Segmentation labeling items:
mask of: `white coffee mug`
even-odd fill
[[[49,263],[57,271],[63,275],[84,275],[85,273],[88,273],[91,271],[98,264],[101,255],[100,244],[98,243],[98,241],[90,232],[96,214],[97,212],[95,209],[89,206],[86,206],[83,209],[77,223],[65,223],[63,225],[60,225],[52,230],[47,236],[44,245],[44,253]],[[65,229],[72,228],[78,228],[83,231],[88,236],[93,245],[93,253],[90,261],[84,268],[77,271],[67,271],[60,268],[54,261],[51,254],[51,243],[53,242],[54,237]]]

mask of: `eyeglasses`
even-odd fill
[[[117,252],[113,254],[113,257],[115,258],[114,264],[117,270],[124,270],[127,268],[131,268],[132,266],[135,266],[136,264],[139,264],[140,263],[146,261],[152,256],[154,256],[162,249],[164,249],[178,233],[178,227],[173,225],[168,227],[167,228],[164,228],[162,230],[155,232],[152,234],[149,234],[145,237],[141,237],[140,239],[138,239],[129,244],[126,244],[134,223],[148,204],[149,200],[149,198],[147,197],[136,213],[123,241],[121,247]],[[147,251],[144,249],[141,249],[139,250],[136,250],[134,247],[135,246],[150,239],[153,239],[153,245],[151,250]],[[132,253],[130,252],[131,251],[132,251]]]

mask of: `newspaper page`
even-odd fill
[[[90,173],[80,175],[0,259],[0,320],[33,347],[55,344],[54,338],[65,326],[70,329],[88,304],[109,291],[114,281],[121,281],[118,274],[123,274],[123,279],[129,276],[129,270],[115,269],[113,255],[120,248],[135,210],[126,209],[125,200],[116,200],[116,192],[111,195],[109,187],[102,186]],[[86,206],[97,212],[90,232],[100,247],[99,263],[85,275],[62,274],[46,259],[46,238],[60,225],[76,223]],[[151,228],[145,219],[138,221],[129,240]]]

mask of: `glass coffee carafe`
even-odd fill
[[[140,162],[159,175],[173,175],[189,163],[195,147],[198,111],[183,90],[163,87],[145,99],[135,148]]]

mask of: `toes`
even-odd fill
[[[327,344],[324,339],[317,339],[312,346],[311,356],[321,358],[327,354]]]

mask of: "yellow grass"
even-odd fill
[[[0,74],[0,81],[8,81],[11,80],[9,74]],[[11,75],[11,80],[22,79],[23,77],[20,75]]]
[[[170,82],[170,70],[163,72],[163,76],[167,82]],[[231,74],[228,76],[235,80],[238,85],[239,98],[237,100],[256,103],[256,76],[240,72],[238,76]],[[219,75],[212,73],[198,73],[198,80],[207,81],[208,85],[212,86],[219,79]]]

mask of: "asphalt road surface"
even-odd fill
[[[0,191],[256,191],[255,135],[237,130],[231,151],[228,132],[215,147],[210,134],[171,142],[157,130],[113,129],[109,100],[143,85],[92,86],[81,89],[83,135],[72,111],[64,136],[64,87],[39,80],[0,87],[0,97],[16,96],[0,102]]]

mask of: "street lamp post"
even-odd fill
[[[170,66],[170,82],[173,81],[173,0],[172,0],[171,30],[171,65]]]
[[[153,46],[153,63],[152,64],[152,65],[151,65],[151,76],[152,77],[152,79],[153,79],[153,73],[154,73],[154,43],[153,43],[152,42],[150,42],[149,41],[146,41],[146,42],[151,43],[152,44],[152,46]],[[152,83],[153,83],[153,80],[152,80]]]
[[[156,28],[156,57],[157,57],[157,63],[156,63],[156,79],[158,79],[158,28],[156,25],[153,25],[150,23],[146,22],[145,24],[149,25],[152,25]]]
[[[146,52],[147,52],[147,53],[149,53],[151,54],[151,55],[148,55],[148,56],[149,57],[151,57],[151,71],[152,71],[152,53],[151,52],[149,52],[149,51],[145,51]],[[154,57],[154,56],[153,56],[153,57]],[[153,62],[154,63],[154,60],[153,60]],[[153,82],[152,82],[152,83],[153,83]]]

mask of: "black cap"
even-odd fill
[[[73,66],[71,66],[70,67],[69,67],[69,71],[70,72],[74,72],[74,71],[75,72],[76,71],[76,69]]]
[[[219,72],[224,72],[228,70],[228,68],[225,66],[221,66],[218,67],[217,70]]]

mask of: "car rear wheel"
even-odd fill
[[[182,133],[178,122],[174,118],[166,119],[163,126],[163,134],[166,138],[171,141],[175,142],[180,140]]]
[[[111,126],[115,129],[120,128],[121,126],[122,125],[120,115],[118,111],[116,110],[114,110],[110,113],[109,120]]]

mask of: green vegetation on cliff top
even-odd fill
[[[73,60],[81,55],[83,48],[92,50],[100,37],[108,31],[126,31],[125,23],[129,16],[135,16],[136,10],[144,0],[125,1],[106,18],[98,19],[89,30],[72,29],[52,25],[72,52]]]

**EXERCISE BRIEF**
Rewrite the lines from the one containing "mask of: green vegetation on cliff top" through the end of the records, inclusive, replacing "vegetation" with "foliage" and keeping everything else the same.

**FULL ANSWER**
mask of: green foliage on cliff top
even-odd fill
[[[73,60],[81,55],[83,48],[92,50],[100,37],[108,31],[126,31],[125,23],[129,16],[135,16],[136,10],[144,0],[125,1],[106,18],[98,19],[89,30],[72,29],[52,25],[72,52]]]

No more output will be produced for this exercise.